# extremely overgrowin with staghorn algae, help!



## cody6766 (Mar 15, 2007)

I have a serious investation of this crap. It started down in my HM carpet and has taken off recently. I have 55w over 10gal with DIY co2 putting in a good deal of gas. I've been dosing with excel lately at 3oz and feed very little. I have a few fish in this tank that I'd rather not kill (gold tetras, otos and a tiger loach), so I'm afraid to step up my excel dosage any higher than it already is. 

I do bi-weekly water changes in this tank, but could step them up. Any other ways to kill this crap?


----------



## mistergreen (Dec 9, 2006)

lower your lights to 20w, increase co2, and dose nutrients.


----------



## jaidexl (Sep 18, 2006)

Bi-weekly is probably eating up nutrients as well, you could try less WCs.


----------



## Homer_Simpson (May 10, 2007)

cody6766 said:


> ... I have 55w over 10gal...


That seems to be rather excessive. Imho, you are just asking for algae if you are running 55 watts over 10 gallon. Personally, I would not go over 30 watts, 25 watts may be best. If you are running two tubes, I would set them on a noon-burst. One tube would be programmed to run for 4 hours, with the other tube coming on for another 4 hours so both tubes would only run 4 hours max. If you are limited to one tube or bulb only. Program it on split photo-period(no more than 7 hours), On for 4 hours off for 4hours and on for 3 hours, then off.

While I am no expert on algae, I have been running my own little experiments to see what gives rise to different types of algae and how best to prevent and resolve breakouts and blooms. While it is true that a combination of things may be involved, I am learning after experimenting on 3 different tanks(with and without C02, with and without fluorish excel, same fert schedules, same water changes, and with same plants and plant mass), that constant high light intensity combined with long duration seem to be the biggest culprit. I know this is not new and some people have probably discovered this in the past. My own observations seem to confirm this.


----------



## mistergreen (Dec 9, 2006)

§

• _Set problem A_:
Rewrite the algae thread starting at "# extremely overgrowin" and ending at "it already is.", with "tiger loach" changed to "clown loach".
• _Set problem B_:
Tally the lines of the records that contain the string "tiara" with matching case, and give only the number.
The algae thread and the records are unrelated material.

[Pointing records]
§

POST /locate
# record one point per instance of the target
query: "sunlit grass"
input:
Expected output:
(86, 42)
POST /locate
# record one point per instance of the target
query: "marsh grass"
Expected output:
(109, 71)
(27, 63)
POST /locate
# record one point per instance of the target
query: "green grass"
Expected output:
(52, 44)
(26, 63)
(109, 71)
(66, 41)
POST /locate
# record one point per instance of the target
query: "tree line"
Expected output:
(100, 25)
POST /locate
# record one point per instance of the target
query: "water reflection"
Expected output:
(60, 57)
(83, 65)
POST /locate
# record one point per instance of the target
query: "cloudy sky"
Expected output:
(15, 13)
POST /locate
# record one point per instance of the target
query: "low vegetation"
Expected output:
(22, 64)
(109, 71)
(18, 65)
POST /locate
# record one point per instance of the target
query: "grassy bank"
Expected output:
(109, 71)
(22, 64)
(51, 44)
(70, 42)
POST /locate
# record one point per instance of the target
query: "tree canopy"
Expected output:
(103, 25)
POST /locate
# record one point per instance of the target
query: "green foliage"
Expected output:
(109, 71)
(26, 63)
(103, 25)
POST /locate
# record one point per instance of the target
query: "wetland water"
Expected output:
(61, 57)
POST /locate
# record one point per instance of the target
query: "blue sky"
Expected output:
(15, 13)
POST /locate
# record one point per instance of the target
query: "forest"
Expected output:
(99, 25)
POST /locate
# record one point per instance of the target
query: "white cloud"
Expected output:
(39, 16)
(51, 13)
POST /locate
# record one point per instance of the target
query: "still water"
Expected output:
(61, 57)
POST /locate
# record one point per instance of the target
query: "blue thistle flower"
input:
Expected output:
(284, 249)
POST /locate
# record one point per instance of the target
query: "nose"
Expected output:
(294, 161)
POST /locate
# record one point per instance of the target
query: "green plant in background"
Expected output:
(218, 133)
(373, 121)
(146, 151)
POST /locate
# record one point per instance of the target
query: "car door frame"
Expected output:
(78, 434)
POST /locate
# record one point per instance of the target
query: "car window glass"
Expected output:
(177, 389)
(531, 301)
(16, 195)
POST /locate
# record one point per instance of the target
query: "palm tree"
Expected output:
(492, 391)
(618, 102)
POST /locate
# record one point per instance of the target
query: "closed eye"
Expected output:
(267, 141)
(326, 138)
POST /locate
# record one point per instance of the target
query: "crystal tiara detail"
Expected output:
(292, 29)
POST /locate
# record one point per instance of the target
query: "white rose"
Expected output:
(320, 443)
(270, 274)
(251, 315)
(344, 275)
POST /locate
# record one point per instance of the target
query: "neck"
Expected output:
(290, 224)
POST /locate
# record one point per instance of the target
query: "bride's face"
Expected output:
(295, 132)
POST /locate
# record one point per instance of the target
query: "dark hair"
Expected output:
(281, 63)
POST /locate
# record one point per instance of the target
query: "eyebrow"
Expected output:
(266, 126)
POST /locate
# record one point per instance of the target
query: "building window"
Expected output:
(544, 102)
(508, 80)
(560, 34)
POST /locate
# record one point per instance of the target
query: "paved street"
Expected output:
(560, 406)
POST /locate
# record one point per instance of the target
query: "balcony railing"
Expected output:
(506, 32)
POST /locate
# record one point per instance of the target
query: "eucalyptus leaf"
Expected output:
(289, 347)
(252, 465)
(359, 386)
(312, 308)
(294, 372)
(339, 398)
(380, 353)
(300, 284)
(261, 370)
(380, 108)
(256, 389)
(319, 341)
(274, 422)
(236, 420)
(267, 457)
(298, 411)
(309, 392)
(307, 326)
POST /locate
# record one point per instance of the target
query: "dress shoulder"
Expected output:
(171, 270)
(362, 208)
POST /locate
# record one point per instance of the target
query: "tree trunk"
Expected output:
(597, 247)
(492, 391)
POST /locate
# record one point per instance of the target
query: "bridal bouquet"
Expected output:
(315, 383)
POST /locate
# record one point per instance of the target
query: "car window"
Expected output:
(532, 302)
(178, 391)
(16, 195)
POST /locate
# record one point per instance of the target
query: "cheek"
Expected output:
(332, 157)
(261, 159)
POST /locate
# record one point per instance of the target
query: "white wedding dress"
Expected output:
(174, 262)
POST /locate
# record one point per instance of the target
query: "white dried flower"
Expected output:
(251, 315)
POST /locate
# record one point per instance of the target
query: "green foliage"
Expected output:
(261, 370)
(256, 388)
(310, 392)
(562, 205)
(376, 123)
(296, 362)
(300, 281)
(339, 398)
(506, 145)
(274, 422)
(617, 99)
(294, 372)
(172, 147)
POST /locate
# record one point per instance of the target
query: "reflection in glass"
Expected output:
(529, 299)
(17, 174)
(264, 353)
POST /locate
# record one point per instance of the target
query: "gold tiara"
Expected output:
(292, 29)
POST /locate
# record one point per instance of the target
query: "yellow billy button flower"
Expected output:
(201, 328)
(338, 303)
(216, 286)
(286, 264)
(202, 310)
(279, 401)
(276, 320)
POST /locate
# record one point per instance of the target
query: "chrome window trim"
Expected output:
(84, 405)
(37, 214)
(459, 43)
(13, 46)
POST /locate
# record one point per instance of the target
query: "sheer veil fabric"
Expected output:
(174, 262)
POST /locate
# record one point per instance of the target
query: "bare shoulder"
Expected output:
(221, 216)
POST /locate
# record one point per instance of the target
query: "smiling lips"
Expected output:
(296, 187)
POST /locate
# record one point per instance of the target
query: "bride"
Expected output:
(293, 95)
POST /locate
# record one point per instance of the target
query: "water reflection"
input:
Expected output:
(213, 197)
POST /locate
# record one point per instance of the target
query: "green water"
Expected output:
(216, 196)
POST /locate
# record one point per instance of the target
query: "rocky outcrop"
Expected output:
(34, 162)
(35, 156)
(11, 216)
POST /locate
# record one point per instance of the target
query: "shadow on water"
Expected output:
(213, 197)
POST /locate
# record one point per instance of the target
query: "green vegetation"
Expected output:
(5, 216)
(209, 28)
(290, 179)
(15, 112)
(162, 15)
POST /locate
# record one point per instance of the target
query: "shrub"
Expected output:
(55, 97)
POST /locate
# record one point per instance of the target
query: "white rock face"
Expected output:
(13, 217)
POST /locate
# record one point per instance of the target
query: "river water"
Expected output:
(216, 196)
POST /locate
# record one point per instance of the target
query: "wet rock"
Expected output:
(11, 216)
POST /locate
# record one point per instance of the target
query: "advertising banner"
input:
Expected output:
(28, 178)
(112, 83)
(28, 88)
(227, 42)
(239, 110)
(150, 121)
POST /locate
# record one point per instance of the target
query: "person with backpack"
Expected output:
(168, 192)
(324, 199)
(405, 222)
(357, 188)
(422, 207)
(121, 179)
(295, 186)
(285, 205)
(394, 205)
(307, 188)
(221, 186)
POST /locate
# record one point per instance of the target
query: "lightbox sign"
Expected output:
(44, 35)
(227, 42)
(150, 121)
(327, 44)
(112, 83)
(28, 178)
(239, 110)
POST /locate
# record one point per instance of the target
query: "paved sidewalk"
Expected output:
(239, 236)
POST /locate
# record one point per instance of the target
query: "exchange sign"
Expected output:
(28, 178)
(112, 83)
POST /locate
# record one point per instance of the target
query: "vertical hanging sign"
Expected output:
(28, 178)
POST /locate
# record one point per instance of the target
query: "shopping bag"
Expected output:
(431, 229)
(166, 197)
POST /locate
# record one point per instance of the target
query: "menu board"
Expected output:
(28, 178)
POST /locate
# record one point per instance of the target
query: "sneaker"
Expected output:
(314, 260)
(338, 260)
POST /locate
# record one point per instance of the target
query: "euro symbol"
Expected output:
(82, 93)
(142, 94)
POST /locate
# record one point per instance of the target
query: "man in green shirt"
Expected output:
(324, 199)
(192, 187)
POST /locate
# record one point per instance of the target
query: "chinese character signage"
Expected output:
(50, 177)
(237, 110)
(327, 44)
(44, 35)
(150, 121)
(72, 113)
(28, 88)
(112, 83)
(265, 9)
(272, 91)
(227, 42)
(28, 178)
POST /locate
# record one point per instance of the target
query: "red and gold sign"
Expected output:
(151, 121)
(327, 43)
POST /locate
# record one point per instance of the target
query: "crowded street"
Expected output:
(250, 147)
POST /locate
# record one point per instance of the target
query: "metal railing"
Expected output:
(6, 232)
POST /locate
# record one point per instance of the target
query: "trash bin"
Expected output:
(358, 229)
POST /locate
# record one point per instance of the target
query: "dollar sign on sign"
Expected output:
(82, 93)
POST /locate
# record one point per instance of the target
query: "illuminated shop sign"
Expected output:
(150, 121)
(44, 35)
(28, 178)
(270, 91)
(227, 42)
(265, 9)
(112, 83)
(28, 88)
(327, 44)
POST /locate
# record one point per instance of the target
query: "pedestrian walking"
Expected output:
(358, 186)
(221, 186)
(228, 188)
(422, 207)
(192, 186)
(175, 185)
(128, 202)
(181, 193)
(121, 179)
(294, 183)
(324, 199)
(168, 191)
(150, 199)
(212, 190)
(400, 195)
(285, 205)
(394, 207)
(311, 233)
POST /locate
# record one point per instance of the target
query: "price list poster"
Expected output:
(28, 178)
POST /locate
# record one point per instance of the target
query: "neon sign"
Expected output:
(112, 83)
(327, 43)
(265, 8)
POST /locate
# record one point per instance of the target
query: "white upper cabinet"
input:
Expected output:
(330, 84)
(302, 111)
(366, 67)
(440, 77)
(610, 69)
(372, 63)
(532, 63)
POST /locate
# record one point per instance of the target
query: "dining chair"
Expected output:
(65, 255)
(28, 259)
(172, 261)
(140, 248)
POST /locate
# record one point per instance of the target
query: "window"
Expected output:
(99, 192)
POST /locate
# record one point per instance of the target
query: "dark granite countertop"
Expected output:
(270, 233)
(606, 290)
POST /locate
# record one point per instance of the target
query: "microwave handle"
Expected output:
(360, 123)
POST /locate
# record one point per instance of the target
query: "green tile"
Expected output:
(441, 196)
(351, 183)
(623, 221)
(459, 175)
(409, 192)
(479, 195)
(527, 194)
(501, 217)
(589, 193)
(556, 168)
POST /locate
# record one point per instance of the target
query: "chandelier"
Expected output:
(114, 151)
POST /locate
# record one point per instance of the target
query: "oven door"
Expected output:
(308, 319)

§

• _Complete answer A_:
# extremely overgrowin with staghorn algae, help!



## cody6766 (Mar 15, 2007)

I have a serious investation of this crap. It started down in my HM carpet and has taken off recently. I have 55w over 10gal with DIY co2 putting in a good deal of gas. I've been dosing with excel lately at 3oz and feed very little. I have a few fish in this tank that I'd rather not kill (gold tetras, otos and a clown loach), so I'm afraid to step up my excel dosage any higher than it already is.

• _Complete answer B_:
2